The word "mask" may appear in some lines of the data; copy every such line.

» Task inputs:
****************************************
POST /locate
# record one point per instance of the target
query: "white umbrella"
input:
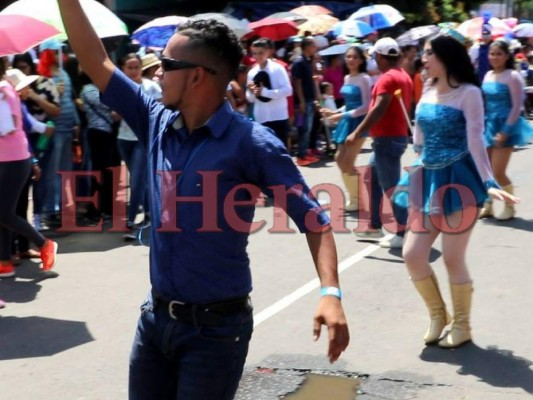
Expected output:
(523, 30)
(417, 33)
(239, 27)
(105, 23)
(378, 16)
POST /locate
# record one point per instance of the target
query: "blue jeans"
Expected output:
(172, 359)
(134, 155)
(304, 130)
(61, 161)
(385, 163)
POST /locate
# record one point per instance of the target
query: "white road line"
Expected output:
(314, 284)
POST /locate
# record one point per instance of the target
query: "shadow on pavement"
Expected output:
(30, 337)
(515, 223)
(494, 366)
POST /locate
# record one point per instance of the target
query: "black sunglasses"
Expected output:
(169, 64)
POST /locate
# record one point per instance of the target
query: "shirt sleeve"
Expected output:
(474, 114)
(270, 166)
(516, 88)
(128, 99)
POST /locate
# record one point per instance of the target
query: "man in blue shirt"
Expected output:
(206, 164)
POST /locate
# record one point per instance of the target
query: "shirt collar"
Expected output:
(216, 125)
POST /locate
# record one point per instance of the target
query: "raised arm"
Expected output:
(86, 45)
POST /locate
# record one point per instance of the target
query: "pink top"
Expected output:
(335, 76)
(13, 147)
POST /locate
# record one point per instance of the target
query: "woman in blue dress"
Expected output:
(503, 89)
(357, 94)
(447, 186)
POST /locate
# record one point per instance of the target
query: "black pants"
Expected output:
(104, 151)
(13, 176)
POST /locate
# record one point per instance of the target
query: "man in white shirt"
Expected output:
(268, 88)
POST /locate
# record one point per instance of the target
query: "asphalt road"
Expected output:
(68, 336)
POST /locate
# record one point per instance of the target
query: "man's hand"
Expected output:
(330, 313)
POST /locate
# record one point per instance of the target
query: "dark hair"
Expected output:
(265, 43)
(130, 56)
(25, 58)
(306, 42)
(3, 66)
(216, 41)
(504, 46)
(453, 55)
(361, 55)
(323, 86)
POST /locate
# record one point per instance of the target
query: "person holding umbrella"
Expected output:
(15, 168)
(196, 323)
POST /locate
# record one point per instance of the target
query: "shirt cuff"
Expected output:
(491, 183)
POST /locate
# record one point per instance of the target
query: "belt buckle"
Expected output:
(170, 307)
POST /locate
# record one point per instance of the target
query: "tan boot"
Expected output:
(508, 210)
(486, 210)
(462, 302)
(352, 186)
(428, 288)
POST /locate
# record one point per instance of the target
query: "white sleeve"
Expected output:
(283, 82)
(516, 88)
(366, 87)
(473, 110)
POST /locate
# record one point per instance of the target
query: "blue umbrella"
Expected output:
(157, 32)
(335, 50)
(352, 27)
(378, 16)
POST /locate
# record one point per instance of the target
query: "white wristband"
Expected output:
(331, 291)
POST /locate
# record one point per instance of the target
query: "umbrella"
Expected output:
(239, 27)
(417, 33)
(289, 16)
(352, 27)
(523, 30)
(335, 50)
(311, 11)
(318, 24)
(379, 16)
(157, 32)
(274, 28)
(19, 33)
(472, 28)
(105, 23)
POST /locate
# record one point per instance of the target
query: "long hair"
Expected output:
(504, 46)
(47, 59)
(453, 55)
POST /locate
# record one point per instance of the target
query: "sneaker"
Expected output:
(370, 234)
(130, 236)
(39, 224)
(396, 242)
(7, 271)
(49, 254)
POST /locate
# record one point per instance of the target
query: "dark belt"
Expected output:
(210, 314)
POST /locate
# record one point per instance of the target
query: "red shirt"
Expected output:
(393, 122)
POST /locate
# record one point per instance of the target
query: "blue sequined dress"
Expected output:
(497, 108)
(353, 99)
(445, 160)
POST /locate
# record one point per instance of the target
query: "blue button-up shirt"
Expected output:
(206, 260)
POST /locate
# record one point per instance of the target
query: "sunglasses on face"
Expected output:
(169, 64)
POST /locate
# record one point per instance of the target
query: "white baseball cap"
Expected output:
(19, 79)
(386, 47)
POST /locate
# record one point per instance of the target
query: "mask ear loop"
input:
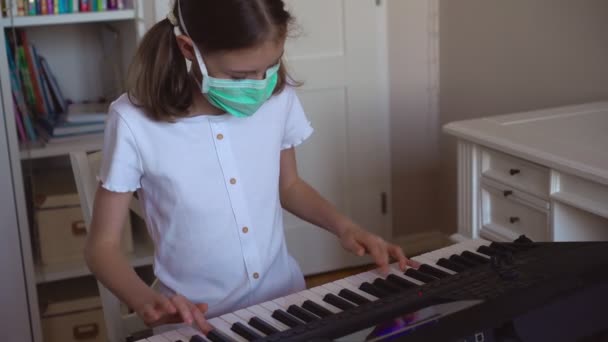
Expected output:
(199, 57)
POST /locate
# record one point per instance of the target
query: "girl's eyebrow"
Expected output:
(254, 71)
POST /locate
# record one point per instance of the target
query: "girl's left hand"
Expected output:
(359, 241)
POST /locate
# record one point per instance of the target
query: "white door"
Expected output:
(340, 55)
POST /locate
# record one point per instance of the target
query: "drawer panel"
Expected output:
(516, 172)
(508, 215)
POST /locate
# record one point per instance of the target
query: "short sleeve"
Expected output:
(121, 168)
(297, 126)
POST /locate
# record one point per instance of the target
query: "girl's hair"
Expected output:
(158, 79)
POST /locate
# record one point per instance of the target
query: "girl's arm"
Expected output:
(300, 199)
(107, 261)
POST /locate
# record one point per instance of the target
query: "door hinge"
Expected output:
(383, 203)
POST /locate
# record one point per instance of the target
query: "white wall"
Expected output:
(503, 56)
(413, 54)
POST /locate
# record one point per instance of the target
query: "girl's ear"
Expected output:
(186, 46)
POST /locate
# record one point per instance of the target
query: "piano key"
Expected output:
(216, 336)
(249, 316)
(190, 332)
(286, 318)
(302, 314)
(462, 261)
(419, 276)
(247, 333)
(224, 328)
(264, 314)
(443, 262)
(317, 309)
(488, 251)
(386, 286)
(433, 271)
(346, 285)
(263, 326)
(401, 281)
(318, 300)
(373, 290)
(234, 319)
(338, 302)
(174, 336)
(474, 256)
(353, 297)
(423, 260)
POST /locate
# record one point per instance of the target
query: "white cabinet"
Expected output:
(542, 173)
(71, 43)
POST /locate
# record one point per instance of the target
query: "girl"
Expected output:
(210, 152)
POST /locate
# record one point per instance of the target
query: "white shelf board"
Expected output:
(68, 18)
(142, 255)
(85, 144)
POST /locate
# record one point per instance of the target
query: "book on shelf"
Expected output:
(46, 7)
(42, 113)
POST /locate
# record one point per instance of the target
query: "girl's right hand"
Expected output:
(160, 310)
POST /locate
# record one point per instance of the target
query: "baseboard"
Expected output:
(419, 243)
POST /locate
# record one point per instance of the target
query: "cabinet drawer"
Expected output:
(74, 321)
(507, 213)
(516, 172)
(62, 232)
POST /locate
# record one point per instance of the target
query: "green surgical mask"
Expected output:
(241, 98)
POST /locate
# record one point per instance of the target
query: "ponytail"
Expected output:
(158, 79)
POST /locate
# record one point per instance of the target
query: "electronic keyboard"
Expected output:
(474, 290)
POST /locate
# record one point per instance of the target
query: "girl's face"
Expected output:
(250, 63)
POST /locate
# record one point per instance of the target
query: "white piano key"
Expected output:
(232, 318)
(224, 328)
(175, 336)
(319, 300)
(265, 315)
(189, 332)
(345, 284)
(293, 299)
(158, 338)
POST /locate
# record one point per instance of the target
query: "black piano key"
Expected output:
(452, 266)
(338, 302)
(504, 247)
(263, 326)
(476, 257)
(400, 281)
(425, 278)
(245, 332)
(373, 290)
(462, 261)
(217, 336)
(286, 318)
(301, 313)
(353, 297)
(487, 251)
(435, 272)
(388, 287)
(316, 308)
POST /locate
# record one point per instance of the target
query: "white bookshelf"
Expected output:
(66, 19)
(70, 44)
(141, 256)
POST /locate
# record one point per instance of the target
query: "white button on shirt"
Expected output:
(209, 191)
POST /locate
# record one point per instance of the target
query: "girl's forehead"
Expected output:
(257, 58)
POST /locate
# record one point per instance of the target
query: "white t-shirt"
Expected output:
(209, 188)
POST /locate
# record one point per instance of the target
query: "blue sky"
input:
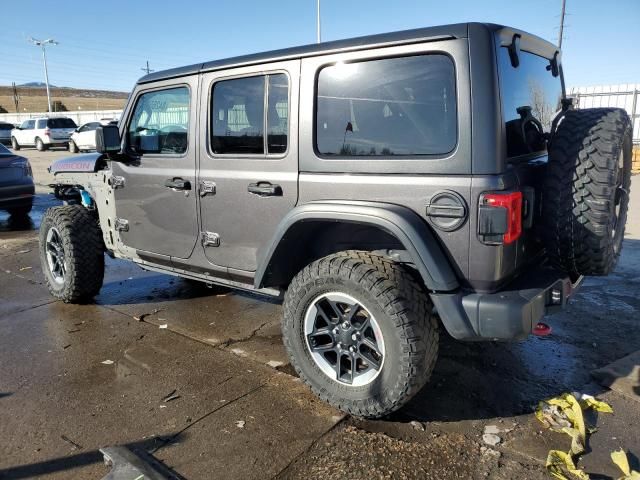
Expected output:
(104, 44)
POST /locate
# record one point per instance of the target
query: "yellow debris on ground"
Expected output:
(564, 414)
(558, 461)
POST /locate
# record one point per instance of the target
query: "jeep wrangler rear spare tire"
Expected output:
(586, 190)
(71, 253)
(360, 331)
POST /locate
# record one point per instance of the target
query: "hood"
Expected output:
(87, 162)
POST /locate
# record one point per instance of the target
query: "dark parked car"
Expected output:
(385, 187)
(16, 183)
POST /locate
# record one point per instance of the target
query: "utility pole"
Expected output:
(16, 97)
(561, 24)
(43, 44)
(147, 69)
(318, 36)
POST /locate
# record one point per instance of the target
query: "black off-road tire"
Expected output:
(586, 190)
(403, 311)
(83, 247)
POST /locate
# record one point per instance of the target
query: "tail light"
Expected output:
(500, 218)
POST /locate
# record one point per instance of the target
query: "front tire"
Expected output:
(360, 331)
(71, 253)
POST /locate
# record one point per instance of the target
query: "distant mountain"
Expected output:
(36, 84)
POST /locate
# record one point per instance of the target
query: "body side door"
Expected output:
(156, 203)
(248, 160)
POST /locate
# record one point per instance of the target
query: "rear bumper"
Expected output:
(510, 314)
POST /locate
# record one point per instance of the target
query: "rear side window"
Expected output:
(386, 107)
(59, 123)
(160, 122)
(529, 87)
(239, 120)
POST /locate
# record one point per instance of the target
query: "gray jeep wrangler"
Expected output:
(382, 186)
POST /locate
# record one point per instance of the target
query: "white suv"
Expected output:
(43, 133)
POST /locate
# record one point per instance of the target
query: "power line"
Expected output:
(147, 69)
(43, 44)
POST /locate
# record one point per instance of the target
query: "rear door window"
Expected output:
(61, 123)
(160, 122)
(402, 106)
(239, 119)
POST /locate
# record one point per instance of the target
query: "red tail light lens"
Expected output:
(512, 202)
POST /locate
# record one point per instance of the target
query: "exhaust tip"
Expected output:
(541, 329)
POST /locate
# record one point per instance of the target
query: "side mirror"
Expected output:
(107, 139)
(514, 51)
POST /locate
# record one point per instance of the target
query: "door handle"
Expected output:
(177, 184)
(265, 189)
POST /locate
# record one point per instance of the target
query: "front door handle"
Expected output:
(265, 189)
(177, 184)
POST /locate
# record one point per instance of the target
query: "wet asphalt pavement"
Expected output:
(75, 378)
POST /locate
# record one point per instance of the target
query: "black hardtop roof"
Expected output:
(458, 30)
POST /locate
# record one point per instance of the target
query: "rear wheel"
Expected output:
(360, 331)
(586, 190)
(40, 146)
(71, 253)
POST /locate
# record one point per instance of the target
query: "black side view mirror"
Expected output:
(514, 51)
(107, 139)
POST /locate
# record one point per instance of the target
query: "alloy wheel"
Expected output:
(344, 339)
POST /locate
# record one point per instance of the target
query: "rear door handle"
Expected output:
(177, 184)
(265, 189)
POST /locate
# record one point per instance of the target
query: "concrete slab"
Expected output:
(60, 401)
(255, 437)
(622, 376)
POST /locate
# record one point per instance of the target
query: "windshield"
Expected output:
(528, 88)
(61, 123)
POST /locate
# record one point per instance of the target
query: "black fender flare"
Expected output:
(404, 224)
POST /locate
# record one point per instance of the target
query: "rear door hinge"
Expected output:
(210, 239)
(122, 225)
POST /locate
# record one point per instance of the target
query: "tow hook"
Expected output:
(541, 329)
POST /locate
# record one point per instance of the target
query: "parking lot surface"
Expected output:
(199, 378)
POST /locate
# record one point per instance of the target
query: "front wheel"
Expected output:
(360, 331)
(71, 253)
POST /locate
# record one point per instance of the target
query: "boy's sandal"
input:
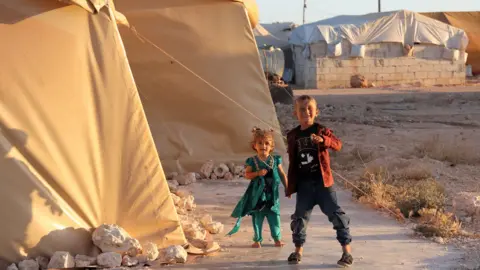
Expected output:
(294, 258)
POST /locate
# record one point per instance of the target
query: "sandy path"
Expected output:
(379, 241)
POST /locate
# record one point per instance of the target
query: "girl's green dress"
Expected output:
****************************************
» Reply:
query: "mask ear loop"
query: "green surgical mask"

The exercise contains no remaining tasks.